» TO BE DONE: Render all the records below as a Markdown table with two columns, Row and Line, giving each non-blank line its own numbered row. Leave the pictures out.

## Start

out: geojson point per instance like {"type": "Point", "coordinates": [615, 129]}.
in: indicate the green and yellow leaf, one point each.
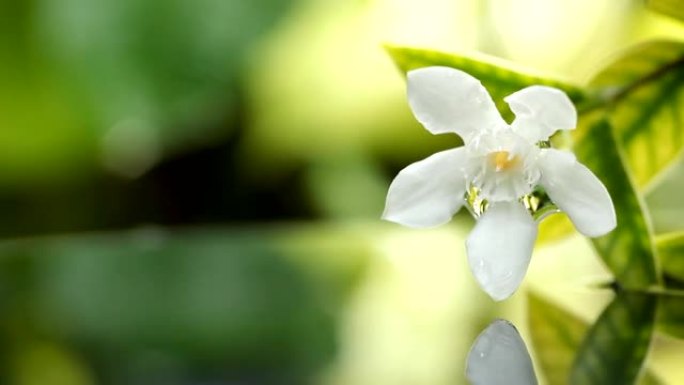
{"type": "Point", "coordinates": [498, 78]}
{"type": "Point", "coordinates": [628, 251]}
{"type": "Point", "coordinates": [644, 96]}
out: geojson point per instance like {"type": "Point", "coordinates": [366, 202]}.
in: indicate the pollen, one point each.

## End

» SOLUTION FOR THIS TASK:
| Row | Line |
|---|---|
| 1 | out: geojson point per instance like {"type": "Point", "coordinates": [615, 129]}. |
| 2 | in: indicate the green and yellow leaf, one point each. |
| 3 | {"type": "Point", "coordinates": [498, 78]} |
| 4 | {"type": "Point", "coordinates": [628, 251]} |
| 5 | {"type": "Point", "coordinates": [644, 96]} |
| 6 | out: geojson point per instance like {"type": "Point", "coordinates": [366, 202]}. |
| 7 | in: indicate the pollen, one point each. |